Week 4 - Databases
Discussion
Welcome to Week 4! This week is all about databases. But before we go there, as always, we'll begin this week with a discussion of last week's asynchronous content.
Review
Your web service
- What language / framework did you use?
- What storage mechanism did you use?
- Tell us about the API design.
- Did you tackle any of the extra challenges? (e.g. authentication, logging, reverse proxy, etc.)
Docker
- What did you learn?
- Did you use Docker Compose or a single Dockerfile?
- How big are your Docker images for your application?
Any other interesting topics from the last week?
This Week
This week we'll talk about databases. Since all bootcamp participants have some previous experience with relational databases, we'll focus entirely NoSQL databases. NoSQL databases are a broad category of databases. In general NoSQL databases are designed to be more performant and scalable than relational database management systems (RDBMS). However, they come with some trade-offs a demand a new way of thinking about data modeling.
We'll begin by breaking down NoSQL into more distinct categories.
+--
[Exercises to complete]
a - List every question the Week 4 overview poses under the heading "Your web service."
b - According to the Week 4 overview, why will the week focus entirely on NoSQL databases?
c - Retype the Week 4 overview from "- Did you use" up to and including "the last week?".
Rely solely on the Week 4 overview when responding.

Coordinate annotation entries:
+--
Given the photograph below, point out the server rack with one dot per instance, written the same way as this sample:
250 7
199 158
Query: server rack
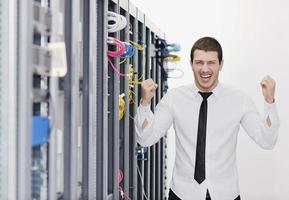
60 103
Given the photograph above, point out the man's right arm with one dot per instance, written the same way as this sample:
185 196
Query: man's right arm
150 127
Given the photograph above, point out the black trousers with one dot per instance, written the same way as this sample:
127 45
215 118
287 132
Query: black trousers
173 196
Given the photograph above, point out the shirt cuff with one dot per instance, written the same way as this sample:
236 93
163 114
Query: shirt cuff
269 107
146 108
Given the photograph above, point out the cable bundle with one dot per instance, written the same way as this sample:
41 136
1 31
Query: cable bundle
122 107
116 22
116 54
122 193
119 44
129 50
172 58
173 47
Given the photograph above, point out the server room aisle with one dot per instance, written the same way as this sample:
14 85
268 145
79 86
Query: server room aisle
70 81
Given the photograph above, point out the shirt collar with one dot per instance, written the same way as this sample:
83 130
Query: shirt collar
216 91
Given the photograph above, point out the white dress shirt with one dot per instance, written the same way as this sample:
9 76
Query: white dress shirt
227 109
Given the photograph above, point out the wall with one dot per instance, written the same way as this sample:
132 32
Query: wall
254 36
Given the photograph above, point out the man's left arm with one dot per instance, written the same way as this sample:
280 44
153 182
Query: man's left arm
263 129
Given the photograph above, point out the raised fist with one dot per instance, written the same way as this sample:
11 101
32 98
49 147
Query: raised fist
148 88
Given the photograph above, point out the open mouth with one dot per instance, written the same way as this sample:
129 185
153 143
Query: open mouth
205 77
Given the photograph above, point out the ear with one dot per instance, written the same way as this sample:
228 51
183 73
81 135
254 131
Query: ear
221 65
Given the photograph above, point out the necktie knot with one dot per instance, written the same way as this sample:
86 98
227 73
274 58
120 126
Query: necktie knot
205 95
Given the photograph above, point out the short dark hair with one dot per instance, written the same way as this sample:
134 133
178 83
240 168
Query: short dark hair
207 44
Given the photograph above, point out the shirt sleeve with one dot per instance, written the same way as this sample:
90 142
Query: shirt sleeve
256 126
157 123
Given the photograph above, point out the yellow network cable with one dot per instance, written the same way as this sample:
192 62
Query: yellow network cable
137 45
172 58
122 107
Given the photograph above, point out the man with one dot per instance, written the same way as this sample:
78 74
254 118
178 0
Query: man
206 117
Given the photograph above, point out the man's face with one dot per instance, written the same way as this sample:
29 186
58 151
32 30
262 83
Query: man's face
206 69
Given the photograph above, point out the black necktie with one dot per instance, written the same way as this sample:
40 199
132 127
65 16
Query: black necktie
200 174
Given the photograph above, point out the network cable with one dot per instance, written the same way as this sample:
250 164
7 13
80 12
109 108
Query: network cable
173 47
122 193
172 58
122 107
116 22
116 54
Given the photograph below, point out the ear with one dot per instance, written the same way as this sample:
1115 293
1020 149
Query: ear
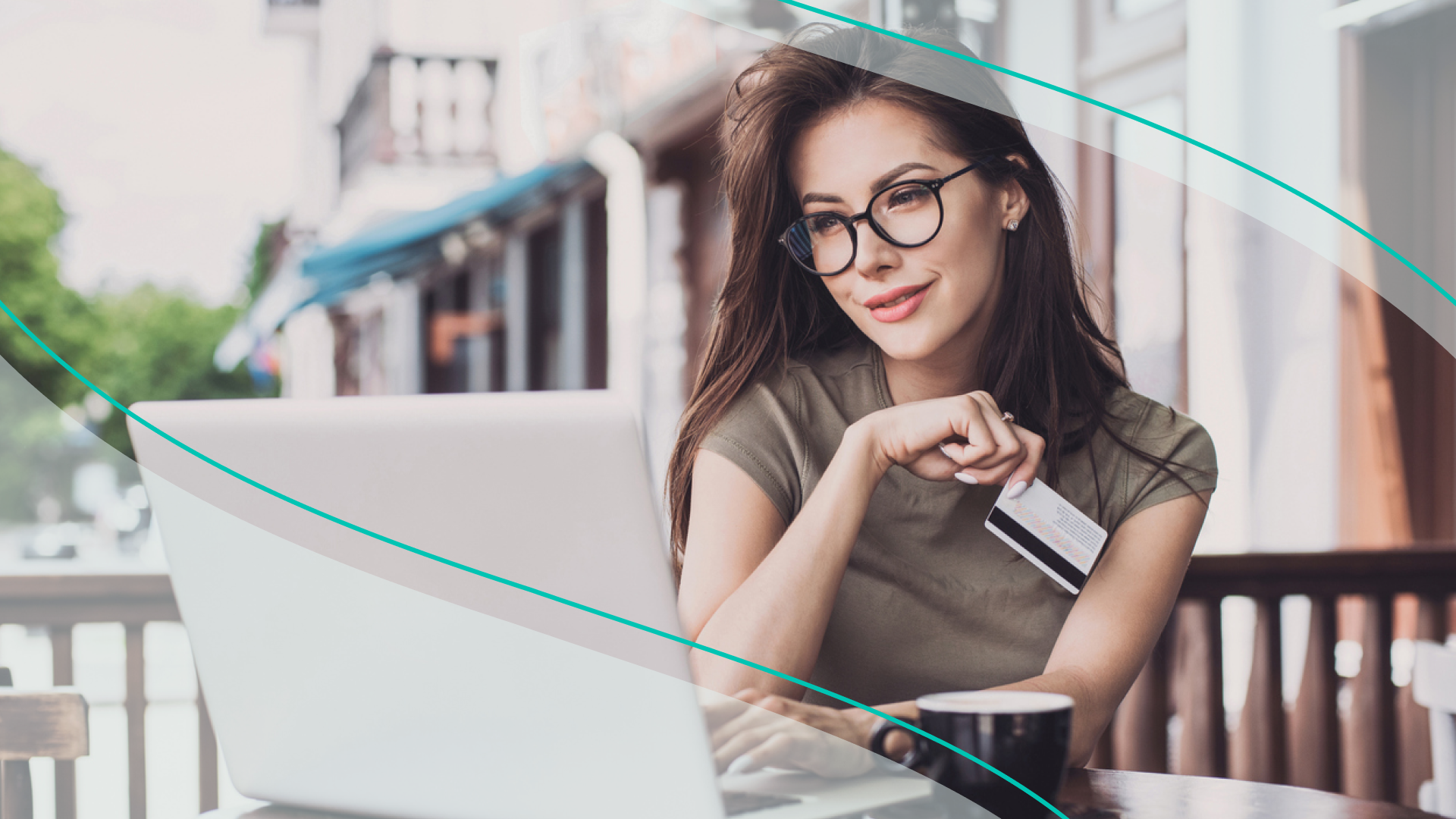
1014 197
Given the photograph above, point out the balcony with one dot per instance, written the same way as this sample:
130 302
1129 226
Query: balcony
419 111
1350 729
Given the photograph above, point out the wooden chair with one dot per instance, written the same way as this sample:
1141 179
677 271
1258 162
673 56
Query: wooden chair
1435 687
36 723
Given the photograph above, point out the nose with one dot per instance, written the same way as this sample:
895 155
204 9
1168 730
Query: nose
874 257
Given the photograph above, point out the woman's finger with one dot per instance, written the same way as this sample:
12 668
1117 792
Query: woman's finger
743 744
1001 430
1025 471
780 751
1002 449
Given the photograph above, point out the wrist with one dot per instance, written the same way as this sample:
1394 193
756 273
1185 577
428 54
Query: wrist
861 442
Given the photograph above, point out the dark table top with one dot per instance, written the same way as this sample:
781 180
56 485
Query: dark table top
1163 796
1120 795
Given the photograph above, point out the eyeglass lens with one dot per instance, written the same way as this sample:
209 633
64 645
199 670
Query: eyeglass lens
824 242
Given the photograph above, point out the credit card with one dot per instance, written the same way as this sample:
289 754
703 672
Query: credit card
1049 532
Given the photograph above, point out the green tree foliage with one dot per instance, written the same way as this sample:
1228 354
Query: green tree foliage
30 219
146 344
159 347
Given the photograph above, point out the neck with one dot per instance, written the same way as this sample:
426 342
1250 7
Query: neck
949 371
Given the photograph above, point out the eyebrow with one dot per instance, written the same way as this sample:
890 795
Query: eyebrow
877 186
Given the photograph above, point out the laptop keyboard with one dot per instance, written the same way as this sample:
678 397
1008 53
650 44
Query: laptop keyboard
737 802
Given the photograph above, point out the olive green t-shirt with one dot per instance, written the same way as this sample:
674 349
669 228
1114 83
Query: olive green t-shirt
932 601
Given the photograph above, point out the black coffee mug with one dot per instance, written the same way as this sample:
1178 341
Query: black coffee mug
1021 733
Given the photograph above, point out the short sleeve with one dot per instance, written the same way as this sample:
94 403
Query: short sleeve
761 435
1191 465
+--
[Outputs by task]
a -
- What language / framework did you use?
- What storage mechanism did you use?
- Tell us about the API design.
- Did you tackle any of the extra challenges? (e.g. authentication, logging, reverse proxy, etc.)

b - All bootcamp participants already have some experience with relational databases. For that reason, the week concentrates solely on NoSQL databases.

c -
- Did you use Docker Compose or a single Dockerfile?
- How big are your Docker images for your application?
Any other interesting topics from the last week?